What is required: Copy the part of the data that opens with the line containing "Please place a point on the balloon" and runs through the end of the data. Swap "red cap" for "blue cap" and keep everything else the same.

___ Extracted data ___

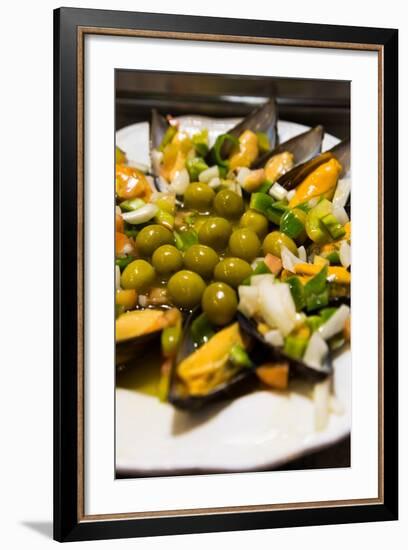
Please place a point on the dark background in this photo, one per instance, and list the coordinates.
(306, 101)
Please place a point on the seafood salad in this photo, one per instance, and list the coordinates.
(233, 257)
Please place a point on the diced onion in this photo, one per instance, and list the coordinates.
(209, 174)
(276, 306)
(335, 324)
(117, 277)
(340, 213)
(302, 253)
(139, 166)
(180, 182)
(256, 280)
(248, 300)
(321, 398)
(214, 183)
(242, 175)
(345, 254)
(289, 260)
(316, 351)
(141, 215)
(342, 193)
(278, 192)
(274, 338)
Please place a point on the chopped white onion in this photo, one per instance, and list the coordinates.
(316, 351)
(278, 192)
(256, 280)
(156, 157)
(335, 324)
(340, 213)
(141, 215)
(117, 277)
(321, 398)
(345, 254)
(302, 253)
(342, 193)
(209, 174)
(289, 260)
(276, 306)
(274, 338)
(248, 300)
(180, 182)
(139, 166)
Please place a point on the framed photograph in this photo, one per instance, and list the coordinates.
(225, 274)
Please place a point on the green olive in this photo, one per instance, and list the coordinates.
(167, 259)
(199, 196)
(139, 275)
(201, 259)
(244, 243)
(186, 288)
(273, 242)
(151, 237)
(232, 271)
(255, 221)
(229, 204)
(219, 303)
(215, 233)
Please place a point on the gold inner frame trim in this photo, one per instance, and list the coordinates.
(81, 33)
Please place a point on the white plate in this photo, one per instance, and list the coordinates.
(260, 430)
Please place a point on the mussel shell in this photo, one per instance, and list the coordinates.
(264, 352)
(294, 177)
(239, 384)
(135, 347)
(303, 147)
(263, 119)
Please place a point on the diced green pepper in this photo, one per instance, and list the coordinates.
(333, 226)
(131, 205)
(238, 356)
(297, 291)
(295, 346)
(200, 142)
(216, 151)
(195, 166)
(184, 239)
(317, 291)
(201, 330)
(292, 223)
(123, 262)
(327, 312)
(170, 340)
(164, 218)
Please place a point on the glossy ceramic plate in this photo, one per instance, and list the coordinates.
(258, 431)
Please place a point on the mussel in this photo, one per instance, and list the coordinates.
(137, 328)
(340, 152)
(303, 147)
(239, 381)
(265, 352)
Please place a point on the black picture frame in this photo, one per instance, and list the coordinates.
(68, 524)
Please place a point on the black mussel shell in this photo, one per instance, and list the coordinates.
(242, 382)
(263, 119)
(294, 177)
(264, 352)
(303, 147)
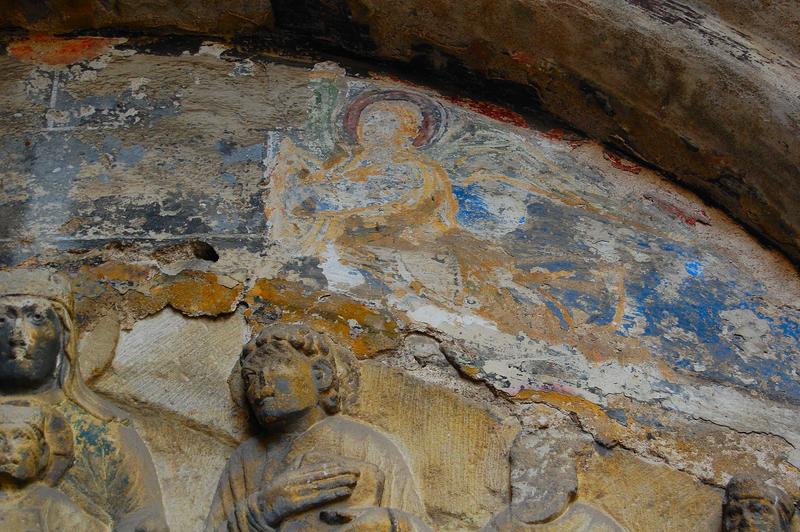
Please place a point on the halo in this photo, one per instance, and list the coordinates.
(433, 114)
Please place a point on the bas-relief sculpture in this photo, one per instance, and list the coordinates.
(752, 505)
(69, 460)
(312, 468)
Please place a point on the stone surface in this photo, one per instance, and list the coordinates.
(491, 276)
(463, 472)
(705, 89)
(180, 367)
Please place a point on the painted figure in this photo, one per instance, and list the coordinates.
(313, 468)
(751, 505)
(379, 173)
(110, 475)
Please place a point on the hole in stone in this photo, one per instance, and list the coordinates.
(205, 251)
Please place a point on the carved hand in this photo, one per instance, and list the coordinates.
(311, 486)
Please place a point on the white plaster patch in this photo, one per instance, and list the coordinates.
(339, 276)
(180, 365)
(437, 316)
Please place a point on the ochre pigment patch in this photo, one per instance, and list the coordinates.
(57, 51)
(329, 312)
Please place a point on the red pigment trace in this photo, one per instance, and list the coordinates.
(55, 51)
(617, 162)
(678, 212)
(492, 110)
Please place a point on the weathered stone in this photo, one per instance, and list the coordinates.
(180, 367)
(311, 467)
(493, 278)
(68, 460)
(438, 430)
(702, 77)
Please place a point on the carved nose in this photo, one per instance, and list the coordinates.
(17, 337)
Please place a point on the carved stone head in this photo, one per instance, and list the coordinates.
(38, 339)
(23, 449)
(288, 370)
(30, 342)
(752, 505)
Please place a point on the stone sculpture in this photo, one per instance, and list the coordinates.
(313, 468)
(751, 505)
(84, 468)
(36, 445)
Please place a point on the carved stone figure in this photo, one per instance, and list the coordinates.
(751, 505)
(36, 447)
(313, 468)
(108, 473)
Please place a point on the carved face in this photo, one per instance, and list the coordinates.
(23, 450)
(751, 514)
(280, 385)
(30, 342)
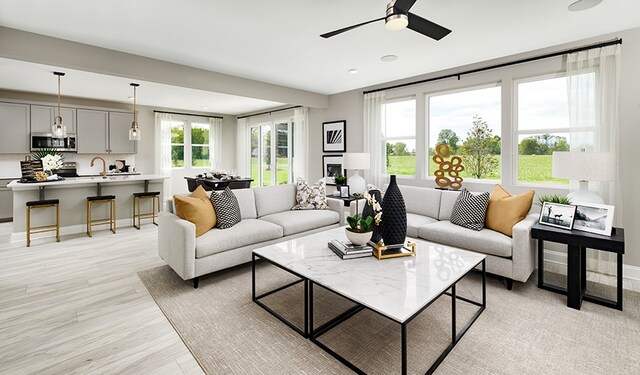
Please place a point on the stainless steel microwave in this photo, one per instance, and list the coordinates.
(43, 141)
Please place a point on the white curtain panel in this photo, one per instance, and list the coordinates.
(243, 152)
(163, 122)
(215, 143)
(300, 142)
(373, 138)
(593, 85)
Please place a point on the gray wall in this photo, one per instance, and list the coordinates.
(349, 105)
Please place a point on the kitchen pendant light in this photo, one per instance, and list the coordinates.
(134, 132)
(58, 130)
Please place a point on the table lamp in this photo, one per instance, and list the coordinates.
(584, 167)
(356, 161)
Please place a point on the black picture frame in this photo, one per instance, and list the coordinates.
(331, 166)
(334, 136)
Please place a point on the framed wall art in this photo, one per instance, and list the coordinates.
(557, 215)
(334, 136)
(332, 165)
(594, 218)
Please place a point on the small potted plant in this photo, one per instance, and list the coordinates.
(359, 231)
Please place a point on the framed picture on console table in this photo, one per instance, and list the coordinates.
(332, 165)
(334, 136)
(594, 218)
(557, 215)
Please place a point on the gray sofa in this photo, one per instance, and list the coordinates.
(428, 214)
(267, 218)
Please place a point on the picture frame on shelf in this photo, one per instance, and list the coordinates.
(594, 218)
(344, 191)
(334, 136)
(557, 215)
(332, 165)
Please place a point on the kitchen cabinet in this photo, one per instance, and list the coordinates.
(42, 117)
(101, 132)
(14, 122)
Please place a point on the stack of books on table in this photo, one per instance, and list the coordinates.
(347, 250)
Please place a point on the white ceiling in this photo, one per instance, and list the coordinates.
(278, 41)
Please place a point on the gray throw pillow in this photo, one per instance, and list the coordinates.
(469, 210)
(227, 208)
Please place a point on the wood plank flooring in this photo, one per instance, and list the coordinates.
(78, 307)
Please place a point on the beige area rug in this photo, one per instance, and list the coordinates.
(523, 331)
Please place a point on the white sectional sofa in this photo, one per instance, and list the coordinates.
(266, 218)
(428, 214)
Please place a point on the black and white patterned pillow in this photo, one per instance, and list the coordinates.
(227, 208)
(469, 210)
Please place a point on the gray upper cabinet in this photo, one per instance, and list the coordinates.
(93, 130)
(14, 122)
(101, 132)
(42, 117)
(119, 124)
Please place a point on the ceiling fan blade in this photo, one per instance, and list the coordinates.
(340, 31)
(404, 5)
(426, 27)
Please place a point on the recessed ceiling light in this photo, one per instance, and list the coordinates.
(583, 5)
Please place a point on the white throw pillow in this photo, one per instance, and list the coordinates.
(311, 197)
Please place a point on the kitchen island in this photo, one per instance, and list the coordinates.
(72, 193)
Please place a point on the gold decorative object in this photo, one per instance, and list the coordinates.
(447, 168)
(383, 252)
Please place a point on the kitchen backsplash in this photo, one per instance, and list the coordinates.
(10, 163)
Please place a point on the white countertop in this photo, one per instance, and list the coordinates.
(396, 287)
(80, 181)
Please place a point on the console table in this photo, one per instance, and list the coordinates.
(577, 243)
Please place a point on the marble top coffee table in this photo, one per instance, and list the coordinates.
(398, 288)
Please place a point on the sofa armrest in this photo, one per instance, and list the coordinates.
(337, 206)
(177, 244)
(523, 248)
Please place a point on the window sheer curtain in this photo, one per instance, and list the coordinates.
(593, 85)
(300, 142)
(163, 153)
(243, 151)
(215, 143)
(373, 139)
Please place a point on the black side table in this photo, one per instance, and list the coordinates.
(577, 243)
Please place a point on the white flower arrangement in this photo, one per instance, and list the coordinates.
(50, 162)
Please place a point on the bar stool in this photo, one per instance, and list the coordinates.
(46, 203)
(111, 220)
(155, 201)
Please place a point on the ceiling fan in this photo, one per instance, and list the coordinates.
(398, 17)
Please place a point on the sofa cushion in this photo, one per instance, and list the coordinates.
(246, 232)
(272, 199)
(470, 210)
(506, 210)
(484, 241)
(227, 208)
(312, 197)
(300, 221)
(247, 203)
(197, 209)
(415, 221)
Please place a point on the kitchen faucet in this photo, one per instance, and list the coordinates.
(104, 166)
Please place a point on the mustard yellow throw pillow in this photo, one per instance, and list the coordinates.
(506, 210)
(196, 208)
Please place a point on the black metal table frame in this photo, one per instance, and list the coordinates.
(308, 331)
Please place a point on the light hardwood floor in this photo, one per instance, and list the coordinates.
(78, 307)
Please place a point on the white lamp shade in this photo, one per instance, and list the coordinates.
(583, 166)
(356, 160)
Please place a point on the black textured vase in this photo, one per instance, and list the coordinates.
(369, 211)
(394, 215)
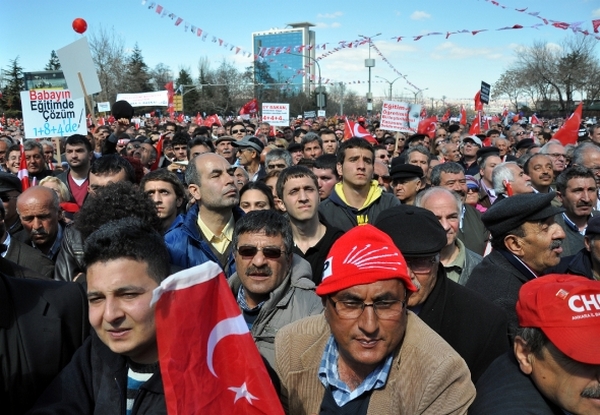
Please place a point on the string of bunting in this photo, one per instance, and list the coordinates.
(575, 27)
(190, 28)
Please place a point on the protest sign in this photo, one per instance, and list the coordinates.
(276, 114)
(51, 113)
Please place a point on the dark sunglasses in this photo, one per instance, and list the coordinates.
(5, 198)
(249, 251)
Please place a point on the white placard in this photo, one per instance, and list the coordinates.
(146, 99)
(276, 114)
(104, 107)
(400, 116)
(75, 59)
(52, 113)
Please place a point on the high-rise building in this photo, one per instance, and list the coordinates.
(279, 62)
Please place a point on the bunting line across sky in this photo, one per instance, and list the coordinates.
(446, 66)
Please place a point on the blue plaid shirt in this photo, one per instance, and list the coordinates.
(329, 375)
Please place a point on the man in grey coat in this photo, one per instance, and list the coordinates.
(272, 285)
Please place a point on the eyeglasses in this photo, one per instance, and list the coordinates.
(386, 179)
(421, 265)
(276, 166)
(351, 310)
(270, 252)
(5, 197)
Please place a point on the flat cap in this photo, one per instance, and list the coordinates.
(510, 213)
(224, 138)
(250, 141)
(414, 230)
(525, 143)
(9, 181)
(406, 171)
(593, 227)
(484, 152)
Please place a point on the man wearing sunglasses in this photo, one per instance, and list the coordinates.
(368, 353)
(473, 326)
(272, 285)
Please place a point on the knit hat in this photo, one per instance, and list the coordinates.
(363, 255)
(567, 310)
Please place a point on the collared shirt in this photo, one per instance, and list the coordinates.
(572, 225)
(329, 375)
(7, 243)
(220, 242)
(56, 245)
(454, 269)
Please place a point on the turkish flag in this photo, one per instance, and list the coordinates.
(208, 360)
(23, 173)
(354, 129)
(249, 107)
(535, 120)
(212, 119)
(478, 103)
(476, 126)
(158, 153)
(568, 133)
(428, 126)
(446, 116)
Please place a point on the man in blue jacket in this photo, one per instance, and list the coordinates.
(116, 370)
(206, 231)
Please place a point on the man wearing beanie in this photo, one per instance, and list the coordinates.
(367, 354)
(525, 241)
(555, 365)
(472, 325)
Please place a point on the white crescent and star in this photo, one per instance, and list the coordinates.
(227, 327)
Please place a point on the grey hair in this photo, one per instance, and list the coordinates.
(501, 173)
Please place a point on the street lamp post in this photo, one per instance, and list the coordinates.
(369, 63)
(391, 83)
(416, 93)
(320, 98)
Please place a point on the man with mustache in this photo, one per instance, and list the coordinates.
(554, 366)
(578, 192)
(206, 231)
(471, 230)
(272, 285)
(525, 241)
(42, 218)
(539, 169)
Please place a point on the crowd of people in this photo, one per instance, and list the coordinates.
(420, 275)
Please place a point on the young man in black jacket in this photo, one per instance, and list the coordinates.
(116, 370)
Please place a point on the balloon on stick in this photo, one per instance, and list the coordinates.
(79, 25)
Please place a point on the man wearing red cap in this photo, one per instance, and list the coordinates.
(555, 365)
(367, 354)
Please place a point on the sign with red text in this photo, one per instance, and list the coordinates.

___

Result of the exercise:
Please place a point on the balloon on stick in this photo, one per instance, and list the coordinates.
(79, 25)
Please place a point on the man wearing blue cap in this photo, one per instance, and list the coordinates.
(555, 365)
(367, 354)
Please place a point on the sign with red text in this photo, one per instance, and list the coordinates.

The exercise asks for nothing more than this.